===== Seite =====
JudikaturOLG Innsbruck

4R20/25k – OLG Innsbruck Entscheidung

Entscheidung
Zivilrecht
27. Februar 2025

Kopf

Das Oberlandesgericht Innsbruck als Rekursgericht hat durch die Senatspräsidentin des Oberlandesgerichts Dr. Prantl als Vorsitzende sowie die Richter des Oberlandesgerichts Mag. Schallhart und Mag. Eppacher als weitere Mitglieder des Senats in der Rechtssache der klagenden Partei A* , vertreten durch Doshi Akman Partner Rechtsanwälte OG in 6800 Feldkirch, wider die beklagte Partei B* , vertreten durch Achammer Mennl Rechtsanwälte OG in 6800 Feldkirch, wegen (eingeschränkt und ausgedehnt) EUR 19.144,34 s.A. und Feststellung (Streitwert: EUR 10.000,00), über den Rekurs der beklagten Partei gegen die im Urteil des Landesgerichts Feldkirch vom 7.1.2025, **-29, enthaltene Kostenentscheidung (Rekursinteresse: EUR 6.746,84), in nicht öffentlicher Sitzung beschlossen:

Spruch

1. Dem Rekurs wird teilweise Folge gegeben und die angefochtene Kostenentscheidung dahin abgeändert , dass sie unter Einschluss des in Rechtskraft erwachsenen Teils insgesamt zu lauten hat:

„4. Die beklagte Partei ist schuldig, der klagenden Partei binnen 14 Tagen zu Handen der Klagsvertreterin die mit EUR 6.176,58 (darin enthalten EUR 753,00 an Umsatzsteuer und EUR 1.658,56 an umsatzsteuerfreien Barauslagen) bestimmten Kosten des Verfahrens 1. Instanz zu ersetzen.“

2. Die klagende Partei ist schuldig, der beklagten Partei binnen 14 Tagen zu Handen der Beklagtenvertreterin die mit EUR 502,70 (darin EUR 83,78) bestimmten Kosten des Rekursverfahrens zu ersetzen.

3. Der Revisionsrekurs ist jedenfalls unzulässig .

Text

Beschluss:

Zwischen den Streitteilen ereignete sich am 9.3.2024 ein Skiunfall, bei dem die Klägerin einen Riss des vorderen Kreuzbandes am rechten Kniegelenk, einen Einriss des Innenseitenbandes am rechten Kniegelenk und einen Teilriss des Außenseitenbandes am rechten Kniegelenk erlitt.

Mit Klage vom 8.5.2024 begehrte die Klägerin die mit EUR 10.000,00 bewertete Feststellung der Haftung für „sämtliche ihr aus dem Unfall entstehenden Kosten und Folgen“ sowie den Zuspruch einer Schadenersatzzahlung von insgesamt EUR 24.167,16 s.A. In diesem Betrag war unter anderem eine (globale) Schmerzengeldforderung von EUR 18.000,00 enthalten.
===== Datenauszug =====
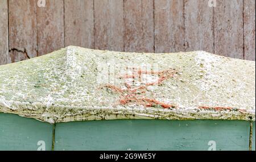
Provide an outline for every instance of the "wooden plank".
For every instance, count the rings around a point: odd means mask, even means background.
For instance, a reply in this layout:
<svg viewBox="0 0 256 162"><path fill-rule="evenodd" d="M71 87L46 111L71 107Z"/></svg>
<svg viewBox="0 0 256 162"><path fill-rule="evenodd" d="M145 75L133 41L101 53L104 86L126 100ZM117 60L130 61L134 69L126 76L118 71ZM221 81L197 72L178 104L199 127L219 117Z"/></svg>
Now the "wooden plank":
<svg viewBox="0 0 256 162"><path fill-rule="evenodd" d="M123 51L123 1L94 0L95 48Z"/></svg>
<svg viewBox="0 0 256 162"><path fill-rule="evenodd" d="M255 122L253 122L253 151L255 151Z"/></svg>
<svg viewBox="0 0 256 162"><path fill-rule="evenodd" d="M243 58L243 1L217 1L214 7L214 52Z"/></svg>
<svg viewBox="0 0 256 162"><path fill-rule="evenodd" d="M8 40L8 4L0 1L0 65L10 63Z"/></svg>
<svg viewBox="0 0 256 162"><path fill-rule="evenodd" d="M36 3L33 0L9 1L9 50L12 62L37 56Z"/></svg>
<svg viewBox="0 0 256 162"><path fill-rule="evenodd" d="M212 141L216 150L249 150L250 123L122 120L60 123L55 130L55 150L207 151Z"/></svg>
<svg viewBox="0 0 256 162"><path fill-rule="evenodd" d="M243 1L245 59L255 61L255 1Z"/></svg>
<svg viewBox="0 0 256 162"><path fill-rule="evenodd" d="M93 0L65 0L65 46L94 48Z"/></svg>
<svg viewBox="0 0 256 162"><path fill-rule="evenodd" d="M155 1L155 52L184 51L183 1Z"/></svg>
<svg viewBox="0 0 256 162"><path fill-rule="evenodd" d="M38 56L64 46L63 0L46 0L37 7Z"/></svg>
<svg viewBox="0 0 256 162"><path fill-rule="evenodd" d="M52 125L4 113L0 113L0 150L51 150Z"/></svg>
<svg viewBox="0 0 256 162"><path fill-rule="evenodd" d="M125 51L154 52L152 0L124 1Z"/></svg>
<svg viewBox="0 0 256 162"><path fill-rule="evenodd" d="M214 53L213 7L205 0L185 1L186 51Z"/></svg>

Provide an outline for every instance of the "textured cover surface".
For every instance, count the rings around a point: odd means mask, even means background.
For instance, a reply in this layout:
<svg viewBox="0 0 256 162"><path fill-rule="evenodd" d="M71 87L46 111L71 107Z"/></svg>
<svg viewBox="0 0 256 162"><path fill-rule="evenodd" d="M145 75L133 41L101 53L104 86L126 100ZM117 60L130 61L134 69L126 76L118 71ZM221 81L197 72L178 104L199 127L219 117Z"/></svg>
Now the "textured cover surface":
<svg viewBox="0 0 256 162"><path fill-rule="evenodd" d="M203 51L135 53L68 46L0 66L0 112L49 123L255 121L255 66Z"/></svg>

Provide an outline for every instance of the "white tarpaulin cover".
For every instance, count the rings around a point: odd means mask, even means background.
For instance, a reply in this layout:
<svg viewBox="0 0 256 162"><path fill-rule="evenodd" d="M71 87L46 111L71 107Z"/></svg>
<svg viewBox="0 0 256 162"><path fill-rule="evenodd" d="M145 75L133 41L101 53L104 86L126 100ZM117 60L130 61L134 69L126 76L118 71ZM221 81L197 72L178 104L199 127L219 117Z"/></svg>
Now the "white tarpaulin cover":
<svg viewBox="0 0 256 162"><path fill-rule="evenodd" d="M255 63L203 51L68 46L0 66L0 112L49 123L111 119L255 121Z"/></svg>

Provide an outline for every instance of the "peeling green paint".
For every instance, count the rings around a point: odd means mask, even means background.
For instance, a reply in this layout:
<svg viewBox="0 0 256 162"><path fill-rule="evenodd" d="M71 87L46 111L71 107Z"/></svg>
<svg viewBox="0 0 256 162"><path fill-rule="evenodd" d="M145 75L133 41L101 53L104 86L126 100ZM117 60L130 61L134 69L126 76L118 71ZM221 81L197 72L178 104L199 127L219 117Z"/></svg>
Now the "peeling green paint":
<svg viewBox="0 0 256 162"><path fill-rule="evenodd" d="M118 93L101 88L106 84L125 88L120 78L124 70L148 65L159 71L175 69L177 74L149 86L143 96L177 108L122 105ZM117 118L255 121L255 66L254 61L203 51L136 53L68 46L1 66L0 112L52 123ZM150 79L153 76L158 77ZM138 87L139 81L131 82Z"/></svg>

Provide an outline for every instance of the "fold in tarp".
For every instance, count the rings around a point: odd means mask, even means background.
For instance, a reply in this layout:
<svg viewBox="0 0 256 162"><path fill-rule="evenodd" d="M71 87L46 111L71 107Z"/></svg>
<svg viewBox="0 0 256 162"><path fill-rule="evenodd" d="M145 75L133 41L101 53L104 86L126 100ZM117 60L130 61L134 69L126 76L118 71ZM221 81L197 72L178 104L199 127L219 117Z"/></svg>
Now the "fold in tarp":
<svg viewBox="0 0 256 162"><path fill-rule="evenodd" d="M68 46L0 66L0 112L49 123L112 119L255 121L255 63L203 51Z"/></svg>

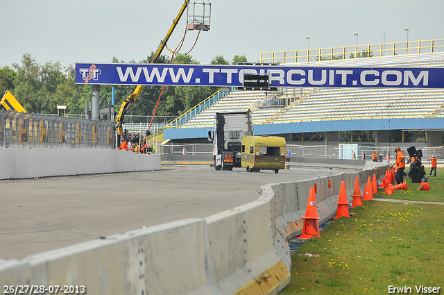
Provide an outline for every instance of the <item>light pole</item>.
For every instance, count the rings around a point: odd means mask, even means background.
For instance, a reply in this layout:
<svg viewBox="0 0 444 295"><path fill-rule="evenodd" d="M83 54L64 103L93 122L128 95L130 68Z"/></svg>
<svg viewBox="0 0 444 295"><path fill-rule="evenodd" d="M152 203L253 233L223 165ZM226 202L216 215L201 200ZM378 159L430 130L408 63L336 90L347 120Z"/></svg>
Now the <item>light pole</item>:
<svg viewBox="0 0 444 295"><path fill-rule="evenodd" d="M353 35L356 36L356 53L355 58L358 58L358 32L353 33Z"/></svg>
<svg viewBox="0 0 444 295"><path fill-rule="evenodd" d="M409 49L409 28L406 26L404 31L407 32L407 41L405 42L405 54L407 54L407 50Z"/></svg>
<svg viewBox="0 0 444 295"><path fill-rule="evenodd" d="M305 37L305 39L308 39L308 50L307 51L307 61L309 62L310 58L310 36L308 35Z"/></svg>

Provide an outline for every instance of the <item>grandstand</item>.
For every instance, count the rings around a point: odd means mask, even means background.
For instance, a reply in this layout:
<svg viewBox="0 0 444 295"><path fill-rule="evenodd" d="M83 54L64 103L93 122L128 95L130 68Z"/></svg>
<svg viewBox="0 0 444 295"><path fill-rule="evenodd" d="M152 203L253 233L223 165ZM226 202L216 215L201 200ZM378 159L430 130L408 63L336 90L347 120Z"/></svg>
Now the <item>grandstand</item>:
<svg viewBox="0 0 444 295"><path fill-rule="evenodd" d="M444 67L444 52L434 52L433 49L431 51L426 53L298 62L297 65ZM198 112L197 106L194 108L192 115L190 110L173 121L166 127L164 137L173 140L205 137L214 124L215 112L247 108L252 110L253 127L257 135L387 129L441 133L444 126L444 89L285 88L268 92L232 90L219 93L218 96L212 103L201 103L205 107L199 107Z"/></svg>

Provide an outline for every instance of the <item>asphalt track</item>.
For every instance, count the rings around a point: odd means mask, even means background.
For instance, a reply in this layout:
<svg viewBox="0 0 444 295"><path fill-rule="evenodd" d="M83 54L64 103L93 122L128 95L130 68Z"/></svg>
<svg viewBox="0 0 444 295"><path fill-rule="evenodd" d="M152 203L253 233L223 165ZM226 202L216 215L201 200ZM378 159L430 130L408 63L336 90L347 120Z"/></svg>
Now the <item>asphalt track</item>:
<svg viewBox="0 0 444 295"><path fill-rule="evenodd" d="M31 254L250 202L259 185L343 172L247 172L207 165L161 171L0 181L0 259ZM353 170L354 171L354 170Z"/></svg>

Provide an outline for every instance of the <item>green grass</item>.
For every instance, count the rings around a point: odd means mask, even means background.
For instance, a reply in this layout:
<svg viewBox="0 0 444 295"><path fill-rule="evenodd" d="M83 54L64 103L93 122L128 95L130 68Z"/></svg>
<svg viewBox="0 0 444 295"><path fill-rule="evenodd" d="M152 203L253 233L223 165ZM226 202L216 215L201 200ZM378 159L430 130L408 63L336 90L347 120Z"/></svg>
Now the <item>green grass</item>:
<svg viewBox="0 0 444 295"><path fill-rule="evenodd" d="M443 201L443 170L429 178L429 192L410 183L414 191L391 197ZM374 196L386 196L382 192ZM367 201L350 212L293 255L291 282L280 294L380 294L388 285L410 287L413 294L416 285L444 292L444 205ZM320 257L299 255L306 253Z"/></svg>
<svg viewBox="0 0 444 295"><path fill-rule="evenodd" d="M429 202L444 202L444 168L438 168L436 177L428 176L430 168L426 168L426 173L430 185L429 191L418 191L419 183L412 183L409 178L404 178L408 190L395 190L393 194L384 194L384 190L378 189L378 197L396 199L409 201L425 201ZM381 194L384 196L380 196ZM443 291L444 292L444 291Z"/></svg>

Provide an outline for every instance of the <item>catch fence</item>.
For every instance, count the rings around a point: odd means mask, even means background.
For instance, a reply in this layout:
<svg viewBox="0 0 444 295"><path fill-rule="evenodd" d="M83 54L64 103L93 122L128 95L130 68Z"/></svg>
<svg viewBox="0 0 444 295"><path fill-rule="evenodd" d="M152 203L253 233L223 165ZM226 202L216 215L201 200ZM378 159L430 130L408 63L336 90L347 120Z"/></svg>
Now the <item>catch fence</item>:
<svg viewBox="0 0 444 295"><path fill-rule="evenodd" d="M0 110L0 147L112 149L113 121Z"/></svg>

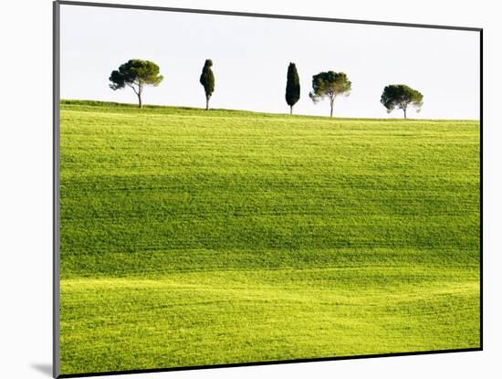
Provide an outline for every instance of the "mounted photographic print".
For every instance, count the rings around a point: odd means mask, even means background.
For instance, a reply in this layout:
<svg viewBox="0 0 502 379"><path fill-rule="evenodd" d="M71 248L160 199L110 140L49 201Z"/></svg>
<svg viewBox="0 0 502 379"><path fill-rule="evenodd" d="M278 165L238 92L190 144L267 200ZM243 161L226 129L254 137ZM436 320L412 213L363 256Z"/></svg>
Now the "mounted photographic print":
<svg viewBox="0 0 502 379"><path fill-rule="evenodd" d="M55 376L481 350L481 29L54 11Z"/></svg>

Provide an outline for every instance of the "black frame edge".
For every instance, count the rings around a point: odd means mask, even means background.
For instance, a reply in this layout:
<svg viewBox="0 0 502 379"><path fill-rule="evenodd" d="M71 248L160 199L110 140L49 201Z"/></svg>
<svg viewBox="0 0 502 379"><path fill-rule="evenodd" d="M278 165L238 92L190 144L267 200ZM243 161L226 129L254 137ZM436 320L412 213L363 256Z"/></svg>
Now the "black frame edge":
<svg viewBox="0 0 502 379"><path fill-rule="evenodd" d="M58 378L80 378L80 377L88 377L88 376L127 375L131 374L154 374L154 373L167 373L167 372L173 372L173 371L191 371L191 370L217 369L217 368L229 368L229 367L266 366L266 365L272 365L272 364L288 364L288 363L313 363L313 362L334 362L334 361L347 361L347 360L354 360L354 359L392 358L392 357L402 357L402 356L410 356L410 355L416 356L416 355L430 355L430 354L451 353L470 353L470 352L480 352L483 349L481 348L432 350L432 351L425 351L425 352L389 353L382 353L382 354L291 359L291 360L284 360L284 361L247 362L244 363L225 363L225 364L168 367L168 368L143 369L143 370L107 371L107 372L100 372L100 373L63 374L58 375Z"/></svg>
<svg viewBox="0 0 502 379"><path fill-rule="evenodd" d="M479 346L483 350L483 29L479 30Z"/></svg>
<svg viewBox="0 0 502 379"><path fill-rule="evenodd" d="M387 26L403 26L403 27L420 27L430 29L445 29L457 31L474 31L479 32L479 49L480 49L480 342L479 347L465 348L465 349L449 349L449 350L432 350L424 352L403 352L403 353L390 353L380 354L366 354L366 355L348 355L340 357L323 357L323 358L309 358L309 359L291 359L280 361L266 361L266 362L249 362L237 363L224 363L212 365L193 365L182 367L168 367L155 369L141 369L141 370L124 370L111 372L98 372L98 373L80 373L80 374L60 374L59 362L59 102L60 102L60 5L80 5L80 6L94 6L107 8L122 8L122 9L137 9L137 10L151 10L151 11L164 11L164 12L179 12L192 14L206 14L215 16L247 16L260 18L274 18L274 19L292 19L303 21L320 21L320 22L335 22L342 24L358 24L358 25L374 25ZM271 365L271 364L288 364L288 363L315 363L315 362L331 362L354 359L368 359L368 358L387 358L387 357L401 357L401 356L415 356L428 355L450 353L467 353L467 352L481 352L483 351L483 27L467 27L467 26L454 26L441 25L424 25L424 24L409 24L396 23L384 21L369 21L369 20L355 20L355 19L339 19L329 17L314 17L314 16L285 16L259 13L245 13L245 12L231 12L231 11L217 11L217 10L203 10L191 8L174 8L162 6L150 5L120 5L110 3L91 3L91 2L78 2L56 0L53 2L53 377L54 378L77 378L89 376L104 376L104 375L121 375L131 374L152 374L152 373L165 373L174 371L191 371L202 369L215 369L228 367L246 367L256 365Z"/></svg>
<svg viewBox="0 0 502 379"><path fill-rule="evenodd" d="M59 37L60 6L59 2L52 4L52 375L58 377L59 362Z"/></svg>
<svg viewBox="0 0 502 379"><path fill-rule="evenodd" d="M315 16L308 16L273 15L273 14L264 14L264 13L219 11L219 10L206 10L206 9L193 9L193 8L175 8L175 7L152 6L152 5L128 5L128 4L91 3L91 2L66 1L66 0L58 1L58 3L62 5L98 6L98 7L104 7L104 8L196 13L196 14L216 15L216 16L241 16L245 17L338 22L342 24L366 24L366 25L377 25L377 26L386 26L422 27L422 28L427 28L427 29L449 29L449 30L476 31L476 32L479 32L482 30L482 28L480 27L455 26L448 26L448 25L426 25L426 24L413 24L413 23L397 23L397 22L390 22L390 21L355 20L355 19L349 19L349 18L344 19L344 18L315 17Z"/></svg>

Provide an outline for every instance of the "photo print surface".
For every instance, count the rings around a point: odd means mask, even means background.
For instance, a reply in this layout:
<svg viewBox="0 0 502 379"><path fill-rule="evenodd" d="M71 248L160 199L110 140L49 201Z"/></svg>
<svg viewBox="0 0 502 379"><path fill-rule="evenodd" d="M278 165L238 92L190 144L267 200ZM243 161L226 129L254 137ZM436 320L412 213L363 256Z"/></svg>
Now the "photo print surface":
=====
Aufgaben >>
1. Beantworte anhand der Entscheidung:
(a) An welchem Tag ereignete sich der Skiunfall zwischen den Streitteilen?
(b) Mit welchem Betrag wurden die Kosten des Rekursverfahrens bestimmt?
(c) Wie hoch war die in der Klage enthaltene Schmerzengeldforderung?
2. Gib aus der Entscheidung den Abschnitt von „3. Der Revisionsrekurs“ bis einschließlich „von EUR 18.000,00 enthalten.“ wortgetreu aus.

Lösungen >>
1.
(a) Am 9.3.2024.
(b) Mit EUR 502,70.
(c) EUR 18.000,00.

2.
3. Der Revisionsrekurs ist jedenfalls unzulässig .

Text

Beschluss:

Zwischen den Streitteilen ereignete sich am 9.3.2024 ein Skiunfall, bei dem die Klägerin einen Riss des vorderen Kreuzbandes am rechten Kniegelenk, einen Einriss des Innenseitenbandes am rechten Kniegelenk und einen Teilriss des Außenseitenbandes am rechten Kniegelenk erlitt.

Mit Klage vom 8.5.2024 begehrte die Klägerin die mit EUR 10.000,00 bewertete Feststellung der Haftung für „sämtliche ihr aus dem Unfall entstehenden Kosten und Folgen“ sowie den Zuspruch einer Schadenersatzzahlung von insgesamt EUR 24.167,16 s.A. In diesem Betrag war unter anderem eine (globale) Schmerzengeldforderung von EUR 18.000,00 enthalten.